*What you are asked to do*.
State the number of lines in these records that include the word "grass", and add nothing to it.

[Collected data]
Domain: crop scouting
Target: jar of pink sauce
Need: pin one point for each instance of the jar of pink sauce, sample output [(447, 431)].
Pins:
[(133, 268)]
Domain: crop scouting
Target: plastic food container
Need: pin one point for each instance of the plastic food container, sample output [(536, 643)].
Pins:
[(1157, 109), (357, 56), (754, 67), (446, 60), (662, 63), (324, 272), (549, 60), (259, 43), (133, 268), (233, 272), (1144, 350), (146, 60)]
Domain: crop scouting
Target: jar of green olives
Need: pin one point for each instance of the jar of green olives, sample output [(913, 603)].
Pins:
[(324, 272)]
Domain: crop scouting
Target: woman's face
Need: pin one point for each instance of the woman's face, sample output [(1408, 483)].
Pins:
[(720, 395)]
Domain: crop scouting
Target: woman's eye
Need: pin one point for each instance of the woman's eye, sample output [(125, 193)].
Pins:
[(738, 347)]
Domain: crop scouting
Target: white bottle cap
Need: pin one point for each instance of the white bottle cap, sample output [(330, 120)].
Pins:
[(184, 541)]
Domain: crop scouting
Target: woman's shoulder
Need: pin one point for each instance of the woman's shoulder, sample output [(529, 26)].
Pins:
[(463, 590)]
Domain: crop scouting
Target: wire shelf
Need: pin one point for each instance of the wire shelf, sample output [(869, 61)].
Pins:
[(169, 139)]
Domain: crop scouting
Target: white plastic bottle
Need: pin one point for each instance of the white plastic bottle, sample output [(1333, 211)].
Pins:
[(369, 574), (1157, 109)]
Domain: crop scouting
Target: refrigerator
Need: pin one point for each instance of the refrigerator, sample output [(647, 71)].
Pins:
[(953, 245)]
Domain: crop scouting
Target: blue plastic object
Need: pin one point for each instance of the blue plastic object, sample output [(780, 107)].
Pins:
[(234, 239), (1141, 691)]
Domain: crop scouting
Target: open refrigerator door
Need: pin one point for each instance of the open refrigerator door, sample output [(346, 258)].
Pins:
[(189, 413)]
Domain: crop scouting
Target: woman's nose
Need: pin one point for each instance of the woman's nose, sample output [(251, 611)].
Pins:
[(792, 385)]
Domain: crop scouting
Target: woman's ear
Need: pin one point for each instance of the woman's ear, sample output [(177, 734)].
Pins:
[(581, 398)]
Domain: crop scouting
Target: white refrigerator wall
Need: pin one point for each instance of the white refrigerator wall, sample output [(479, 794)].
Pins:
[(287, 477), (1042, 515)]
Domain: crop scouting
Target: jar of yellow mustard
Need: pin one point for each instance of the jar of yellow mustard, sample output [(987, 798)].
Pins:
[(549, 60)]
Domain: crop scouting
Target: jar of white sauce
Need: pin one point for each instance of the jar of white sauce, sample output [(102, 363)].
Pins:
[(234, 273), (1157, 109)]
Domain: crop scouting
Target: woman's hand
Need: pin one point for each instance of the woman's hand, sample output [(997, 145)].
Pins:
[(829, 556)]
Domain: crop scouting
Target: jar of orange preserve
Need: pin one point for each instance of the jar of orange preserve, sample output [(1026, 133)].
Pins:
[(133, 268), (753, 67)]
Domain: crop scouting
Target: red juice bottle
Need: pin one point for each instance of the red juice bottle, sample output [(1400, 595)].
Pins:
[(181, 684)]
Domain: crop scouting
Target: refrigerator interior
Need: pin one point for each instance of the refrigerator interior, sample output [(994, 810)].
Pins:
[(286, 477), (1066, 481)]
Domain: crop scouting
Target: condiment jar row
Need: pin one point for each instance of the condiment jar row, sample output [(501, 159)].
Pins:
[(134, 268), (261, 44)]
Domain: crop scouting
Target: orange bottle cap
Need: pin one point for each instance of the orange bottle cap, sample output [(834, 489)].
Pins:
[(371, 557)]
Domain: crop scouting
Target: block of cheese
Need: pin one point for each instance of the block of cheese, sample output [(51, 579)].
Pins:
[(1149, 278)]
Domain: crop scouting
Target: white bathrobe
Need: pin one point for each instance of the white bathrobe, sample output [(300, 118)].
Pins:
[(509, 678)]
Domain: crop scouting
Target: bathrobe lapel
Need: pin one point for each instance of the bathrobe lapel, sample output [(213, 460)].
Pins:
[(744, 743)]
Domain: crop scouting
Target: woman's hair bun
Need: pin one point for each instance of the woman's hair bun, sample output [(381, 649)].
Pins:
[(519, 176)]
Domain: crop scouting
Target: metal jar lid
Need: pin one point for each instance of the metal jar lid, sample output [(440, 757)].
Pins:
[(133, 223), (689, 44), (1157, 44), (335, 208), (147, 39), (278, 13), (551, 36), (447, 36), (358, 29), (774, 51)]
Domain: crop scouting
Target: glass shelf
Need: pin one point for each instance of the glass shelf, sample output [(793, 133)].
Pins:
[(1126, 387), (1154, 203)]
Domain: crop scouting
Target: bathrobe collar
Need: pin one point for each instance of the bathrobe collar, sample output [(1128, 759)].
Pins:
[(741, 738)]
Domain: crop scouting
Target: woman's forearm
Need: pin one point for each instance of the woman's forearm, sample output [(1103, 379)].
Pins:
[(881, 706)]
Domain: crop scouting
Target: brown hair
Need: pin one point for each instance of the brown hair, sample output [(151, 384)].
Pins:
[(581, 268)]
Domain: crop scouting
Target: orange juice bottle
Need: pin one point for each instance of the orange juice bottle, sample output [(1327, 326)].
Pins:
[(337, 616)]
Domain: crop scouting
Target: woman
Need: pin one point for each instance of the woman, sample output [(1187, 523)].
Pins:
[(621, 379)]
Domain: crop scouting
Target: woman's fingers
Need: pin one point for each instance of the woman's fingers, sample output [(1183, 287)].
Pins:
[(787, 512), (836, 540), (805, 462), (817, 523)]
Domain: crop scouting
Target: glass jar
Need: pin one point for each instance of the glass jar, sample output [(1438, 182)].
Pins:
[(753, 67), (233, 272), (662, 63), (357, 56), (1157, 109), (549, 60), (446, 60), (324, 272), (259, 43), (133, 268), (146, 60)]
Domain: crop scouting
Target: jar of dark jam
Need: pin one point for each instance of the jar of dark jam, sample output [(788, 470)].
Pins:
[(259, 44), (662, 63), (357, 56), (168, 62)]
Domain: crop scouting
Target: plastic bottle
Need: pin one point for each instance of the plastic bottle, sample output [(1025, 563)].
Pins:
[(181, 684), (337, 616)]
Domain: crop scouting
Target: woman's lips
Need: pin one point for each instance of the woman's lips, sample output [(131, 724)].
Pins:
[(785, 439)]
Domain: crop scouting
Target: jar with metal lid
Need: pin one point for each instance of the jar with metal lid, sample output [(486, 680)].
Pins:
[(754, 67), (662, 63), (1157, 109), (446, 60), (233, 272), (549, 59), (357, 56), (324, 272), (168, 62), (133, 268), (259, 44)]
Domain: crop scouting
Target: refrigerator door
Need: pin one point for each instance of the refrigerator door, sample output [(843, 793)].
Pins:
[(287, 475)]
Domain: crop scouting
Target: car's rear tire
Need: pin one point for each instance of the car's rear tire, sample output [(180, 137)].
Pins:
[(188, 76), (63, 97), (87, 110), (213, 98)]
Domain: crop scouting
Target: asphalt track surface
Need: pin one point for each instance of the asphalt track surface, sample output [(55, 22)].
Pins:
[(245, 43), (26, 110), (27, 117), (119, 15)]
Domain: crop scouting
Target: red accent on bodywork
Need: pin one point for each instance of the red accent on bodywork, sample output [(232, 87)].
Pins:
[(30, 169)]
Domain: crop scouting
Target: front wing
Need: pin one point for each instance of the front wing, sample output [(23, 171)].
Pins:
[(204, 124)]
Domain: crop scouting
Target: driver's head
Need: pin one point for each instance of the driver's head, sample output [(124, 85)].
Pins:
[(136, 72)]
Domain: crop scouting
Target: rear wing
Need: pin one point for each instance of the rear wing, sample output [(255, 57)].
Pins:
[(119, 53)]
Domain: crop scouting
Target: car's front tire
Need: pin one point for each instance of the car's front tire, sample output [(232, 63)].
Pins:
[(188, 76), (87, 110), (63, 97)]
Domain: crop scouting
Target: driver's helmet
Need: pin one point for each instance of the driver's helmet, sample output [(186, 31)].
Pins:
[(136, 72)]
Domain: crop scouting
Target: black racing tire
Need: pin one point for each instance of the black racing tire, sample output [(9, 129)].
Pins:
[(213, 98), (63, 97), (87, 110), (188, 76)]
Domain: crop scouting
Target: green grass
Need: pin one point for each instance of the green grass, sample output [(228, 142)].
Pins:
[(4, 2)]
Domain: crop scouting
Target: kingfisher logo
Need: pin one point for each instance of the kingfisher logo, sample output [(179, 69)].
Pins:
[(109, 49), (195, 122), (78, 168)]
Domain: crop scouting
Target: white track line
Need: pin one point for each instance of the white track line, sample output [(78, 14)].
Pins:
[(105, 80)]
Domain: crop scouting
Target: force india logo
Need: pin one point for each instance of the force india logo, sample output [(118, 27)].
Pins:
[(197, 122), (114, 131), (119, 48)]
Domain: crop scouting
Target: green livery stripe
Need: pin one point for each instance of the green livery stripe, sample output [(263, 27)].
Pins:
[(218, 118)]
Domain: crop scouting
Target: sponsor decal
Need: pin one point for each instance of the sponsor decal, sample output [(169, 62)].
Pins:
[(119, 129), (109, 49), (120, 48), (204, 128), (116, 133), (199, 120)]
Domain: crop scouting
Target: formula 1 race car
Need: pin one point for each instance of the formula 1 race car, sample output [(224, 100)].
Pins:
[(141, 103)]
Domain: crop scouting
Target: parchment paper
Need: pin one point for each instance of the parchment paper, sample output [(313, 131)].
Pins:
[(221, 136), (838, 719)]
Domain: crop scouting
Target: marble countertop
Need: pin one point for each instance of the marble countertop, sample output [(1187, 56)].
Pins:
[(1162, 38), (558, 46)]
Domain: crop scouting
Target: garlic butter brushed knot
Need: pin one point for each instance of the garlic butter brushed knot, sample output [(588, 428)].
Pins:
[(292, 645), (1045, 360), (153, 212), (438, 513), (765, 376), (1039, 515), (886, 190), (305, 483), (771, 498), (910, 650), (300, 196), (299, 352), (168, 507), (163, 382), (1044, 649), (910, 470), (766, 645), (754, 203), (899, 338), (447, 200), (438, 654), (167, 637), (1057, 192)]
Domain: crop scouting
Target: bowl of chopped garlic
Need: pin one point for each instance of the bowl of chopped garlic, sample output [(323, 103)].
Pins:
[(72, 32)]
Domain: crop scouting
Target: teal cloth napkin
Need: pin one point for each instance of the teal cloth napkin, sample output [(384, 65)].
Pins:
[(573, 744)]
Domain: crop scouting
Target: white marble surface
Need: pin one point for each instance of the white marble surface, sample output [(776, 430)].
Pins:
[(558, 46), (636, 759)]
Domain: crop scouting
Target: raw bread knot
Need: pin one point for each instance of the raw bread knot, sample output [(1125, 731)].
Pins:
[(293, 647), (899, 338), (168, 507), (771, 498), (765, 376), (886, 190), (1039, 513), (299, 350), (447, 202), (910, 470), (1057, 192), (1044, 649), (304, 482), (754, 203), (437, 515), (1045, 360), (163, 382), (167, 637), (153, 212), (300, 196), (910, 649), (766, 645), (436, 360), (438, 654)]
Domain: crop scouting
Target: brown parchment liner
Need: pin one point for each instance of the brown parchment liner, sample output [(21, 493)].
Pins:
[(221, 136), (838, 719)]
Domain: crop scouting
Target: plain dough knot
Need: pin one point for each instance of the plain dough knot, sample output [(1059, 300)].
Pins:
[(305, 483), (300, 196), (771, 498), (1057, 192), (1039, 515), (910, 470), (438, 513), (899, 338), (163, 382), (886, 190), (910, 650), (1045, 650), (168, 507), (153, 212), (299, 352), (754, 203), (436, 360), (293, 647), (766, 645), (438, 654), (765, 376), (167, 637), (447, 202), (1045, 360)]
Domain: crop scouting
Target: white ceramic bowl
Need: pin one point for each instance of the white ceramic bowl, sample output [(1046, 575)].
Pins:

*Result of this task*.
2